__Objectif de l'exercice__
Présentez toutes les lignes des données ci-dessous sous forme de liste numérotée, en omettant les lignes vides. Ne reproduisez pas les images dans votre réponse.
--
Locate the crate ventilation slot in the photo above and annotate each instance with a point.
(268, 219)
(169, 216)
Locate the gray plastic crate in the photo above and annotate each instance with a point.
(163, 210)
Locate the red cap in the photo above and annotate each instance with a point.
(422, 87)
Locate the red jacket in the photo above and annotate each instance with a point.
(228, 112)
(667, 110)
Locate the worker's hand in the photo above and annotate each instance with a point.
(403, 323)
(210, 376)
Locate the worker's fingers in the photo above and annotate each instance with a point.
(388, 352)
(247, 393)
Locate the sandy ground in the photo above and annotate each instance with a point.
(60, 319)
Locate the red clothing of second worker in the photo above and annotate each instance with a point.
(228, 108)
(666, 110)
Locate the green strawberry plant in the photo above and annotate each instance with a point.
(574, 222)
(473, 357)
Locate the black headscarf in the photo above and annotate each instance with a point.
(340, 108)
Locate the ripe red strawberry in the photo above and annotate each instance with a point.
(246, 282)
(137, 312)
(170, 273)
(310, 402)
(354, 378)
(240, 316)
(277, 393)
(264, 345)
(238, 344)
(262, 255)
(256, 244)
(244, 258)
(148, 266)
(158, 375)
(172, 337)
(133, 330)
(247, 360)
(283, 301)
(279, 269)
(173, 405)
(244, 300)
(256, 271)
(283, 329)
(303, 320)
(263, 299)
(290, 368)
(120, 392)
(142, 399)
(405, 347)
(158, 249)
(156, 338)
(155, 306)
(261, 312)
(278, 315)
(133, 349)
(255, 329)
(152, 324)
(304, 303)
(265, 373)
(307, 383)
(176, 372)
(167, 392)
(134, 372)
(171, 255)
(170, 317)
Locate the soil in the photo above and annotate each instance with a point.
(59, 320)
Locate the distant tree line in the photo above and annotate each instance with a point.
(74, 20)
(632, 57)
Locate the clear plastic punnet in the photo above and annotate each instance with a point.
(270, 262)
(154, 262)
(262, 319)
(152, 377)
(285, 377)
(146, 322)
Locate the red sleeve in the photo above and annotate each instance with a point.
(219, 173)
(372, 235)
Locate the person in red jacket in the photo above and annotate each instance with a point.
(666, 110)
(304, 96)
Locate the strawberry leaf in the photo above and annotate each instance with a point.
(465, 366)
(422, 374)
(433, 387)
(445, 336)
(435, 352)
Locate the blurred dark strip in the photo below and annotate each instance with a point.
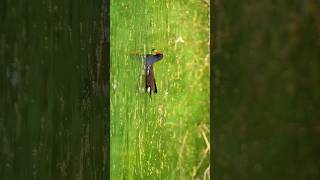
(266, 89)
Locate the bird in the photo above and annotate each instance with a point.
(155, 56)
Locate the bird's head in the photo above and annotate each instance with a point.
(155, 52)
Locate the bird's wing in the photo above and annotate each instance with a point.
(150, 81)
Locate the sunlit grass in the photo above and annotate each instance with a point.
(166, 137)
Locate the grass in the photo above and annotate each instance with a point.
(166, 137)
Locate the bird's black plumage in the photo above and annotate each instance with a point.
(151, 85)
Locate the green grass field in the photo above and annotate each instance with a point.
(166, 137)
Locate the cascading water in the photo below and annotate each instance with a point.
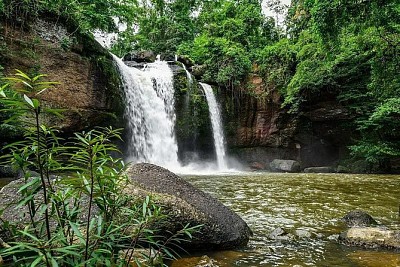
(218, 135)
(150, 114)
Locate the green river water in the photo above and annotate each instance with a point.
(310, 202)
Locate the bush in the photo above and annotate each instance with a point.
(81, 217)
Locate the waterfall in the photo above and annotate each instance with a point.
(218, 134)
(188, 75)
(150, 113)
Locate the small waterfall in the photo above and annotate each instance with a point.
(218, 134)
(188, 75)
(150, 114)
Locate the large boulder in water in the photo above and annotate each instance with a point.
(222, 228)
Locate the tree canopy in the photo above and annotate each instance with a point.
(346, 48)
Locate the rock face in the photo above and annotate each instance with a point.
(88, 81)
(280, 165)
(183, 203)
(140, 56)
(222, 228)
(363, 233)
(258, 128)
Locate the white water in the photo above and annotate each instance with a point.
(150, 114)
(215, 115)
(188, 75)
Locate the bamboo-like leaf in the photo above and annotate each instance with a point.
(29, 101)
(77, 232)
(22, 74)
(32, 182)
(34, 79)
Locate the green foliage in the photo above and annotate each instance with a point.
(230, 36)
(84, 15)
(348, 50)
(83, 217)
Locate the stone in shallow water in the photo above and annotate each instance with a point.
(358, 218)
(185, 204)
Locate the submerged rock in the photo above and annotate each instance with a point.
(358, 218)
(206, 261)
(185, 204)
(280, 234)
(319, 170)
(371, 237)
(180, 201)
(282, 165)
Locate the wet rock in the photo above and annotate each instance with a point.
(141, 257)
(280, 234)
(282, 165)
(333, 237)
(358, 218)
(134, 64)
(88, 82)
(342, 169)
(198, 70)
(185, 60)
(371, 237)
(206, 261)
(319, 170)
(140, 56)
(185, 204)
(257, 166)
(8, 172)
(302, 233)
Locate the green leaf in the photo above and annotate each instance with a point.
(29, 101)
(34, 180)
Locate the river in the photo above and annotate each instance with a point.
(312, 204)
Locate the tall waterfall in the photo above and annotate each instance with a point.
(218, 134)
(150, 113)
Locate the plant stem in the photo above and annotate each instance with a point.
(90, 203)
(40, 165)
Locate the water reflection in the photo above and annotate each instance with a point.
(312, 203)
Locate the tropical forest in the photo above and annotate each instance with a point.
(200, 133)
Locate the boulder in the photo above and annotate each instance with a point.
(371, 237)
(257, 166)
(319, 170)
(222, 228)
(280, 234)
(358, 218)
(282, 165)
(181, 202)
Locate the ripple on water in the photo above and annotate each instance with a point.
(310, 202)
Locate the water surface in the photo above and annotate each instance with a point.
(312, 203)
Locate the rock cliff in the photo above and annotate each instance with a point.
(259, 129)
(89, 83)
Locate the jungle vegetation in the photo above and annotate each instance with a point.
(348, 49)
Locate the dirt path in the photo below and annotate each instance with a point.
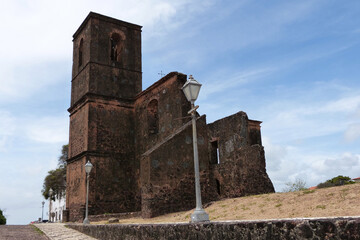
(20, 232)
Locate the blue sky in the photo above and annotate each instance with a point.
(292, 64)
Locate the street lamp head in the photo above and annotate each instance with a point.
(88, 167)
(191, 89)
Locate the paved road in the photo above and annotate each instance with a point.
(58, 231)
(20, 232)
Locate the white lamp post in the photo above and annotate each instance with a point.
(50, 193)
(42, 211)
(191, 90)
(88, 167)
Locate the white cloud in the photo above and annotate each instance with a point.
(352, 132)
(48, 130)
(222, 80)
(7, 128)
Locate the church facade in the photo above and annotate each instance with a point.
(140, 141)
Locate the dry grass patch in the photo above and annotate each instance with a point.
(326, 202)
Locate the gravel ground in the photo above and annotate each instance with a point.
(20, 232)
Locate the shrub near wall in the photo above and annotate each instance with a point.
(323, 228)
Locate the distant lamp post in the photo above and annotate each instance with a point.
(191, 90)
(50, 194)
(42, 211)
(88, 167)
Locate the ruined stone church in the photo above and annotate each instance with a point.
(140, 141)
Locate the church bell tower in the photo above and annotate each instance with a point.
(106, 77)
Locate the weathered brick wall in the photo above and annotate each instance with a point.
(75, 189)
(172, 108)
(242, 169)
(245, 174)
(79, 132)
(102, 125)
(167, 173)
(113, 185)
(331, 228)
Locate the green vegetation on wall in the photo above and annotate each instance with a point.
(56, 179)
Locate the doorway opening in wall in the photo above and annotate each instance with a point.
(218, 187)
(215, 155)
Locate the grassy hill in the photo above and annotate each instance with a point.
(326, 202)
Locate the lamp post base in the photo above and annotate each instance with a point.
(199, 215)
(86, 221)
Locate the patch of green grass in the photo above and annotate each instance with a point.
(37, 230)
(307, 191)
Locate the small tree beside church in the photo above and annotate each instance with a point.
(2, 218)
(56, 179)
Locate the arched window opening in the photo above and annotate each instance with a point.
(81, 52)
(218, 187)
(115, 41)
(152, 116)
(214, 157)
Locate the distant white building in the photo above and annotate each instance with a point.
--
__Corrigé de l'exercice__
1. Locate the crate ventilation slot in the photo above and annotate each instance with a point.
2. (268, 219)
3. (169, 216)
4. Locate the gray plastic crate in the photo above and annotate each instance with a point.
5. (163, 210)
6. Locate the red cap in the photo above and annotate each instance with a point.
7. (422, 87)
8. Locate the red jacket in the photo above and annotate each instance with a point.
9. (228, 112)
10. (667, 110)
11. Locate the worker's hand in the photo above and annotate each instance with a point.
12. (403, 323)
13. (210, 376)
14. Locate the worker's fingers in the photo above and annotate each instance with a point.
15. (388, 352)
16. (247, 393)
17. Locate the sandy ground in the photo above and annotate each instance with a point.
18. (60, 319)
19. Locate the red clothing of second worker in the photo above and annotate each instance with a point.
20. (228, 108)
21. (666, 110)
22. Locate the green strawberry plant in the photo above and annotate each instance with a point.
23. (574, 222)
24. (473, 357)
25. Locate the black headscarf in the photo above and annotate each instance with a point.
26. (340, 108)
27. Locate the ripe red strawberry in the photo above and annotate each instance with a point.
28. (246, 282)
29. (137, 312)
30. (170, 273)
31. (310, 402)
32. (354, 378)
33. (240, 316)
34. (277, 393)
35. (264, 345)
36. (238, 344)
37. (262, 255)
38. (256, 244)
39. (244, 258)
40. (148, 266)
41. (158, 375)
42. (172, 337)
43. (133, 330)
44. (247, 360)
45. (283, 301)
46. (279, 269)
47. (173, 405)
48. (244, 300)
49. (256, 271)
50. (283, 329)
51. (303, 320)
52. (263, 299)
53. (290, 368)
54. (120, 392)
55. (142, 399)
56. (405, 347)
57. (158, 249)
58. (156, 338)
59. (155, 306)
60. (261, 312)
61. (278, 315)
62. (133, 349)
63. (255, 329)
64. (152, 324)
65. (304, 303)
66. (265, 373)
67. (307, 383)
68. (176, 372)
69. (167, 392)
70. (134, 372)
71. (171, 255)
72. (170, 317)
73. Locate the soil in the photo above and annotate each instance with a point.
74. (59, 320)
75. Locate the distant tree line in the photo above and annotate each instance with a point.
76. (74, 20)
77. (632, 57)
78. Locate the clear plastic punnet in the photo above and annotate each instance with a point.
79. (270, 262)
80. (154, 262)
81. (262, 319)
82. (152, 377)
83. (285, 377)
84. (146, 322)
85. Locate the red sleeve in the photo above and annotate each instance with a point.
86. (219, 173)
87. (372, 235)
88. Locate the person in red jacket in the photo above and annotate each instance with a point.
89. (666, 110)
90. (304, 96)
91. Locate the strawberry leaf in the photo above and annotate each instance with a point.
92. (465, 366)
93. (422, 374)
94. (433, 387)
95. (445, 336)
96. (435, 352)
97. Locate the blurred dark strip in the photo below and annotate each instance with a point.
98. (266, 89)
99. Locate the bird in the photo above and annotate each instance with a point.
100. (155, 56)
101. Locate the bird's head in the photo above and annotate each instance with a point.
102. (155, 52)
103. Locate the bird's wing in the photo above and annotate each instance with a point.
104. (150, 81)
105. Locate the sunlit grass in the photo above and annotate each instance with a point.
106. (166, 137)
107. Locate the grass in the photo above and annotate each instance with a point.
108. (166, 137)
109. Locate the bird's black plumage in the photo above and annotate each instance with a point.
110. (151, 85)
111. Locate the green grass field in the photo above and annotate each instance with a point.
112. (166, 137)
113. Locate the cascading water in the photo below and annotate each instance with a point.
114. (218, 135)
115. (150, 114)
116. Locate the green river water in the photo above and annotate each instance with a point.
117. (310, 202)
118. Locate the bush in the photo above and annotate each instance with a point.
119. (81, 217)
120. Locate the waterfall in the photo above and annotate each instance with a point.
121. (218, 134)
122. (188, 75)
123. (150, 113)
124. Locate the small waterfall in the photo above and annotate each instance with a point.
125. (218, 134)
126. (188, 75)
127. (150, 114)
128. Locate the large boulder in water in the photo above and annotate each instance with a point.
129. (222, 228)
130. Locate the tree canopy in the photo above and annotate each instance with a point.
131. (346, 48)
132. Locate the rock face in the photo above and annotate each instance with a point.
133. (88, 81)
134. (280, 165)
135. (183, 203)
136. (140, 56)
137. (222, 228)
138. (363, 233)
139. (258, 128)
140. Locate the white water in the photo above and annotate each instance with a point.
141. (150, 114)
142. (215, 115)
143. (188, 75)
144. Locate the bamboo-like leaf in the photo above and annotate each instance with a point.
145. (29, 101)
146. (77, 232)
147. (22, 74)
148. (32, 182)
149. (34, 79)
150. Locate the green foliage in the photo above and annotate each instance with a point.
151. (230, 36)
152. (84, 15)
153. (348, 50)
154. (83, 217)
155. Locate the stone in shallow water in the photo above and annotate each instance with a point.
156. (358, 218)
157. (185, 204)
158. Locate the submerged rock in the photo above and annotate each instance with a point.
159. (358, 218)
160. (206, 261)
161. (185, 204)
162. (280, 234)
163. (319, 170)
164. (371, 237)
165. (180, 201)
166. (282, 165)
167. Locate the wet rock in the photo above and annotate each instance with a point.
168. (141, 257)
169. (280, 234)
170. (282, 165)
171. (333, 237)
172. (358, 218)
173. (134, 64)
174. (88, 82)
175. (342, 169)
176. (198, 70)
177. (185, 60)
178. (371, 237)
179. (206, 261)
180. (319, 170)
181. (140, 56)
182. (185, 204)
183. (257, 166)
184. (8, 172)
185. (302, 233)
186. Locate the green leaf in the photo above and annotate each instance with a point.
187. (29, 101)
188. (34, 180)
189. Locate the river in the photo above and annotate each instance with a point.
190. (312, 204)
191. Locate the tall waterfall in the photo above and annotate each instance with a point.
192. (218, 134)
193. (150, 113)
194. Locate the plant stem in the photo above and annotate each instance with a point.
195. (90, 203)
196. (40, 165)
197. Locate the water reflection in the photo above and annotate each instance with a point.
198. (312, 203)
199. Locate the tropical forest in the photo above and annotate each instance with a point.
200. (200, 133)
201. Locate the boulder in the photo above and annotate each instance with a point.
202. (371, 237)
203. (257, 166)
204. (319, 170)
205. (222, 228)
206. (280, 234)
207. (358, 218)
208. (282, 165)
209. (181, 202)
210. Locate the ripple on water in the photo above and annotate each instance with a point.
211. (310, 202)
212. Locate the water surface in the photo above and annotate each instance with a point.
213. (312, 203)
214. Locate the rock cliff in the photo above and annotate each instance with a point.
215. (259, 129)
216. (89, 83)
217. Locate the jungle vegetation in the photo above and annotate each instance with a point.
218. (348, 49)
219. Locate the dirt path in the photo below and annotate each instance with a point.
220. (20, 232)
221. Locate the blue sky in the photo above and annotate each instance with a point.
222. (292, 64)
223. Locate the street lamp head in the photo above and annotate each instance with a point.
224. (88, 167)
225. (191, 89)
226. Locate the paved road in the photo above and annotate each instance with a point.
227. (58, 231)
228. (20, 232)
229. Locate the white lamp post in the photo above and annotate each instance with a point.
230. (50, 193)
231. (42, 211)
232. (191, 90)
233. (88, 167)
234. Locate the white cloud in the photo above and annotate each instance with a point.
235. (352, 132)
236. (48, 130)
237. (222, 80)
238. (7, 128)
239. Locate the church facade in the photo above and annotate each instance with a point.
240. (140, 141)
241. Locate the dry grass patch in the photo above and annotate each instance with a point.
242. (326, 202)
243. Locate the gravel ground in the photo above and annotate each instance with a point.
244. (20, 232)
245. Locate the shrub near wall in the photo above and annotate each instance with a point.
246. (323, 228)
247. Locate the distant lamp post in the photo above and annotate each instance with a point.
248. (191, 90)
249. (50, 194)
250. (42, 211)
251. (88, 167)
252. Locate the ruined stone church in the photo above and annotate each instance with a point.
253. (140, 141)
254. Locate the church bell tower in the photo above and annotate each instance with a point.
255. (106, 77)
256. Locate the weathered brick wall in the photo above and annotate each instance with a point.
257. (75, 189)
258. (172, 108)
259. (242, 169)
260. (245, 174)
261. (79, 132)
262. (102, 125)
263. (167, 173)
264. (113, 185)
265. (331, 228)
266. Locate the green vegetation on wall in the photo above and annotate each instance with a point.
267. (56, 179)
268. Locate the doorway opening in wall in the photo above and annotate each instance with a point.
269. (218, 187)
270. (215, 155)
271. Locate the grassy hill in the photo above and annotate each instance with a point.
272. (326, 202)
273. Locate the lamp post base in the photo above and annotate each instance with a point.
274. (199, 215)
275. (86, 221)
276. Locate the patch of green grass in the photo above and annotate each instance with a point.
277. (37, 230)
278. (307, 191)
279. Locate the small tree beside church in the photo above and annotate each instance with a point.
280. (2, 218)
281. (56, 179)
282. Locate the arched window opening in the photo above and annotate each instance with a point.
283. (81, 52)
284. (218, 187)
285. (115, 41)
286. (152, 116)
287. (214, 157)
288. Locate the distant white building in the photo above and annotate each instance with a point.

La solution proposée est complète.